Task objective — Repeat, word for word, the portion of the listing below that begins with the line containing "instance: [(224, 183)]" and continues through the line containing "[(211, 150), (6, 168), (59, 150)]", including both of those lines.
* * *
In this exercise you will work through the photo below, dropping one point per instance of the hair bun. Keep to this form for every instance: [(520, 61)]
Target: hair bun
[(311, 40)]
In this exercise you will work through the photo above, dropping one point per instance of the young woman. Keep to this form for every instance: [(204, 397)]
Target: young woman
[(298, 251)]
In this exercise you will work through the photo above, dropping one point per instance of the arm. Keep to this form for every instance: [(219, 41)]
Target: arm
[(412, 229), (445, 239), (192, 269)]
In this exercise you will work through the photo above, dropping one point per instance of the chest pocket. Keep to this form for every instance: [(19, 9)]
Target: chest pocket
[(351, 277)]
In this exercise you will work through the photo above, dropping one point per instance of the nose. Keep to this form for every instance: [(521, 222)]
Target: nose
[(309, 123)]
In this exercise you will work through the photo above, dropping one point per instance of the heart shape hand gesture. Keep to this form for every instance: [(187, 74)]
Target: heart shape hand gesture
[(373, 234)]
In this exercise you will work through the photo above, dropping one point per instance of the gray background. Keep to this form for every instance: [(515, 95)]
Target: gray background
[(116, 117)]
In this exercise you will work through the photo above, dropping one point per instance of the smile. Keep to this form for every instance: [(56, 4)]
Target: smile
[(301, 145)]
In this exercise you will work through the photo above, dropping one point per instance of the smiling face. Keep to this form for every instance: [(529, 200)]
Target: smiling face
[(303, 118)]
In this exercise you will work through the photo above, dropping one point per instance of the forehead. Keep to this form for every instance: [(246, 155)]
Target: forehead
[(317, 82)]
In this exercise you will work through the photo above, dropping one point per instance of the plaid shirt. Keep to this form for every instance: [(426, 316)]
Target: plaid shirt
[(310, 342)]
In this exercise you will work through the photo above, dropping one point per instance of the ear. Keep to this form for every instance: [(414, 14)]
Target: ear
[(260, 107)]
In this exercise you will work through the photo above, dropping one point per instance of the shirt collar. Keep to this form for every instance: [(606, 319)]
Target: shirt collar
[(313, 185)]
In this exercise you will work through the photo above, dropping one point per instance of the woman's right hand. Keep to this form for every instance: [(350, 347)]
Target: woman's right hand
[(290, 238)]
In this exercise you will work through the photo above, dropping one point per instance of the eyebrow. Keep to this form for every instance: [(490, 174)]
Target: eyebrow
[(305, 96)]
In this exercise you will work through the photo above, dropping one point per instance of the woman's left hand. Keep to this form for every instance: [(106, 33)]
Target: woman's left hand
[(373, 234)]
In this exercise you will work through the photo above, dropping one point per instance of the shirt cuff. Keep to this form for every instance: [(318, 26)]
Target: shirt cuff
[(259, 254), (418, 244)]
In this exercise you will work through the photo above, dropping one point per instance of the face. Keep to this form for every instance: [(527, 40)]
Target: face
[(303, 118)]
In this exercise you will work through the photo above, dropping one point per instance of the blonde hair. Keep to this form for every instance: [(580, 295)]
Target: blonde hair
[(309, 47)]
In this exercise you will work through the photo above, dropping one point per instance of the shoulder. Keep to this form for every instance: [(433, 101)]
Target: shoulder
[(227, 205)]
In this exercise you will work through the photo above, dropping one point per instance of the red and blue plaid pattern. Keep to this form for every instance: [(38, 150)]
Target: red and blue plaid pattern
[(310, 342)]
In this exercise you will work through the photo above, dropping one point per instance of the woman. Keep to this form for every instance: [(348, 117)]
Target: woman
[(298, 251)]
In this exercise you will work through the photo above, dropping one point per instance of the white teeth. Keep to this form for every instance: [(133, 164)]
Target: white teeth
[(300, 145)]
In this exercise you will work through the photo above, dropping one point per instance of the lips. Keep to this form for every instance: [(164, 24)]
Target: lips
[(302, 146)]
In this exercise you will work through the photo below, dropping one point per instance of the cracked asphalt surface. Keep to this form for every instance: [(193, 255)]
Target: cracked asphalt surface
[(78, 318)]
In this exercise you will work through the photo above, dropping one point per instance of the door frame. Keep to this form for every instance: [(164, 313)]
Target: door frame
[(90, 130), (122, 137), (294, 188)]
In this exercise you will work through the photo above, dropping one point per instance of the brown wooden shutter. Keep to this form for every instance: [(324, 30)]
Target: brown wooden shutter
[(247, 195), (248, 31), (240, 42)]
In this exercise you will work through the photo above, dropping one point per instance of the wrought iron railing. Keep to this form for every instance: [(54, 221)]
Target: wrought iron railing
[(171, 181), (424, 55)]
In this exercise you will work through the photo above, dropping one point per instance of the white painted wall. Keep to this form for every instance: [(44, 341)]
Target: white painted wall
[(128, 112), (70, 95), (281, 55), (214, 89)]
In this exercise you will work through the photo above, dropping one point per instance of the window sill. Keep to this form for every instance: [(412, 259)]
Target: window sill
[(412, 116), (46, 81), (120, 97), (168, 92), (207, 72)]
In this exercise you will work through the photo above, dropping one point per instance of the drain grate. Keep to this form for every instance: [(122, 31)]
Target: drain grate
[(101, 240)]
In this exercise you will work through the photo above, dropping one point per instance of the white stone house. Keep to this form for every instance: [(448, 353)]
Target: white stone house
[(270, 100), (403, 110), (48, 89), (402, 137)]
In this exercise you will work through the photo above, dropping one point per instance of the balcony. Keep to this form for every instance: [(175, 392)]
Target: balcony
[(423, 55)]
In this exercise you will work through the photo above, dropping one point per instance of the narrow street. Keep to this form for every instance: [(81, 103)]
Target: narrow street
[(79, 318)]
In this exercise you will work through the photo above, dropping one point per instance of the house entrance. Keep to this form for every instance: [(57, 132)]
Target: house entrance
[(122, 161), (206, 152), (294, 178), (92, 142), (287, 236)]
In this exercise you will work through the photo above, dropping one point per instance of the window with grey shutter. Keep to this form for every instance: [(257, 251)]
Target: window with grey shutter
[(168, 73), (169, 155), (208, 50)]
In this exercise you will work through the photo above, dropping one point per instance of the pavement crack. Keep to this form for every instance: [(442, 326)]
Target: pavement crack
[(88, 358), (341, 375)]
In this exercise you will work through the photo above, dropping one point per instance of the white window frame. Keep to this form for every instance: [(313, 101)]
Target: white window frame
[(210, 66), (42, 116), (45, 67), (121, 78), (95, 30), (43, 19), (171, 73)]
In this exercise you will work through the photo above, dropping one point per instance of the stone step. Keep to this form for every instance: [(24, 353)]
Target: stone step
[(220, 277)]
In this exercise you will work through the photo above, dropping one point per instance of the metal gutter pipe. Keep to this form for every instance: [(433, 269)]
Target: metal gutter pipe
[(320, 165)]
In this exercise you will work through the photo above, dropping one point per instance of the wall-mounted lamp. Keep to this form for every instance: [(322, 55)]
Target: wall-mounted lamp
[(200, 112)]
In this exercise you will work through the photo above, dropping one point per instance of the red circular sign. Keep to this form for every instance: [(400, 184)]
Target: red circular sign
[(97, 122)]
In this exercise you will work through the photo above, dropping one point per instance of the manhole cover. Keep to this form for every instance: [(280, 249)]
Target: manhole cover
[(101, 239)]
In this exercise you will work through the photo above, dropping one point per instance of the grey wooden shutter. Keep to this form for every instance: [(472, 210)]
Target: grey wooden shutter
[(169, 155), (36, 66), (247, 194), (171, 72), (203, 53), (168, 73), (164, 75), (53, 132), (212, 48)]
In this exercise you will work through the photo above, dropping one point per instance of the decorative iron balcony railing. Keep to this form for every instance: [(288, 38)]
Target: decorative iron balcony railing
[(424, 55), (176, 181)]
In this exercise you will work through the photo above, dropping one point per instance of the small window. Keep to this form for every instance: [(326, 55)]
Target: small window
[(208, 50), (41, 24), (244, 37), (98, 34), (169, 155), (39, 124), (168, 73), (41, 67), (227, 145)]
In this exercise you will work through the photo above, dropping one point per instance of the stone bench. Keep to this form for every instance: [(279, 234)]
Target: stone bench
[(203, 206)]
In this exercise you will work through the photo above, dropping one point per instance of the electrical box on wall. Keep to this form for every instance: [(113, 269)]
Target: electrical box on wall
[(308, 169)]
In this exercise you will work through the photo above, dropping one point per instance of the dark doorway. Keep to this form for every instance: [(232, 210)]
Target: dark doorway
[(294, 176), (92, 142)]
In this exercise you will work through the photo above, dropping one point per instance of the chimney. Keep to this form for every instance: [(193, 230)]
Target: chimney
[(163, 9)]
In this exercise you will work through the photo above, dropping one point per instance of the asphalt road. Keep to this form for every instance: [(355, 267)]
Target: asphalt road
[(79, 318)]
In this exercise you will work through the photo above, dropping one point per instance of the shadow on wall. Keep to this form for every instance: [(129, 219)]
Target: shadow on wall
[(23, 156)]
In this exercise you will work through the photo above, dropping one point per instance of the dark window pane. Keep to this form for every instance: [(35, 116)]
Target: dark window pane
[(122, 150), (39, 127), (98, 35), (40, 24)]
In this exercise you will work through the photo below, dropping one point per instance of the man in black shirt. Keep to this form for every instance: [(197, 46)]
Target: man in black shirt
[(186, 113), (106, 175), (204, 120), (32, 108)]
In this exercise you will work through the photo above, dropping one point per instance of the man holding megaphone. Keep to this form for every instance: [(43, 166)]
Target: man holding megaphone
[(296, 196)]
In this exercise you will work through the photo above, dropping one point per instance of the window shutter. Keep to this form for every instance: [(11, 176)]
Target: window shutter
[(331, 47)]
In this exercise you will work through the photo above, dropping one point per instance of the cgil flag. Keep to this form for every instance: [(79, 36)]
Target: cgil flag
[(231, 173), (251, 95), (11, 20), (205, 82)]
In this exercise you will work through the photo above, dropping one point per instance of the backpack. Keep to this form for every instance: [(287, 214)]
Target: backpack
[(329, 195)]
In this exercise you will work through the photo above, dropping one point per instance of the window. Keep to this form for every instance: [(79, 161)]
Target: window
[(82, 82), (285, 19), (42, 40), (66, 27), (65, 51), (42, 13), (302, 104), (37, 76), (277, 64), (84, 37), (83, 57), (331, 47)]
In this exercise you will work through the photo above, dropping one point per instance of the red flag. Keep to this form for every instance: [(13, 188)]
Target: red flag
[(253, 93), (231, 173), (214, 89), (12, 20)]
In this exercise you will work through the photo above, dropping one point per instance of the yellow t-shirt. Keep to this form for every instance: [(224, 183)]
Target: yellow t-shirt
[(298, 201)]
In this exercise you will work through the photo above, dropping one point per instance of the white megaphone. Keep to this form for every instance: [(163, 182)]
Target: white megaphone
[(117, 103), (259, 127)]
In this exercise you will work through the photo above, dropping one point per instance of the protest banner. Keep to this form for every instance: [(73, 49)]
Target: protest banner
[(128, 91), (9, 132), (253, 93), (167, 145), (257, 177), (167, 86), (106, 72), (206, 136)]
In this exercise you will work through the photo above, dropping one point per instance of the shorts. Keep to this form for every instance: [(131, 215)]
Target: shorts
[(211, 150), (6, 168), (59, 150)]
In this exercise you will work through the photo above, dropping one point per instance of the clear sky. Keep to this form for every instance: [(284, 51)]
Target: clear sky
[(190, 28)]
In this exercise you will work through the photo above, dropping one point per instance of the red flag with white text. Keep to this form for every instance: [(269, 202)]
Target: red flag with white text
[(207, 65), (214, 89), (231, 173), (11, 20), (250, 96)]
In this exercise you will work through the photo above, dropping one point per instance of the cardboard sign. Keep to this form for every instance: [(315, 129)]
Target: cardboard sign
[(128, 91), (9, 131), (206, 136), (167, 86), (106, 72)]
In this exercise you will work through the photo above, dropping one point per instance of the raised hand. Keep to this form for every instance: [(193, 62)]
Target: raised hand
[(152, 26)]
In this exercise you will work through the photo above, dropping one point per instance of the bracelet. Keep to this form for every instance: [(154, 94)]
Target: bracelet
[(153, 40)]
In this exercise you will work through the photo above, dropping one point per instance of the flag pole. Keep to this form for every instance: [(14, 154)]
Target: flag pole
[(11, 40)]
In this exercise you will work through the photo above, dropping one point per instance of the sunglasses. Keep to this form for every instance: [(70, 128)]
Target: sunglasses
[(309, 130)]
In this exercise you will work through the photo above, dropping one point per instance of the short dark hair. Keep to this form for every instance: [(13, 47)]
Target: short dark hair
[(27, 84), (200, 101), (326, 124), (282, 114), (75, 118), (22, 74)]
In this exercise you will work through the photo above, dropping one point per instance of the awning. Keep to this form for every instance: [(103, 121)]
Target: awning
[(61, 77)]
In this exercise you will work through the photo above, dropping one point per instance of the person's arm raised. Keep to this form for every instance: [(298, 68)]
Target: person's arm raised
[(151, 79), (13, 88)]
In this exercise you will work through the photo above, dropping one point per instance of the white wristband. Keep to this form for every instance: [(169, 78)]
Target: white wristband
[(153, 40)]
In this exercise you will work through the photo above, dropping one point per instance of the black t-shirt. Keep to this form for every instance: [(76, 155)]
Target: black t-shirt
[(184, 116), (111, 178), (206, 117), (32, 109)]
* * *
Output —
In this exercise you will work through the photo above, dropping one point per instance of the yellow t-shirt. Keep to this form for every instance: [(224, 183)]
Target: yellow t-shirt
[(298, 201)]
In this exercise you will work through the photo above, dropping one point per instance of the white megaphone. Keep to this form for every instance: [(163, 182)]
Target: white megaphone
[(117, 103), (259, 127)]
In this exercise you will work through the photo above, dropping one point per instance of the protest banner. Keep to this form for every instance: [(73, 49)]
Target: protest banner
[(128, 91), (9, 132), (253, 93), (167, 145), (257, 177), (167, 86), (106, 72), (206, 136)]
In this exercise you will work through the photo above, dropping one point per instance of the shorts. Keep to this form for every instance: [(131, 215)]
Target: shorts
[(211, 150), (6, 168), (59, 150)]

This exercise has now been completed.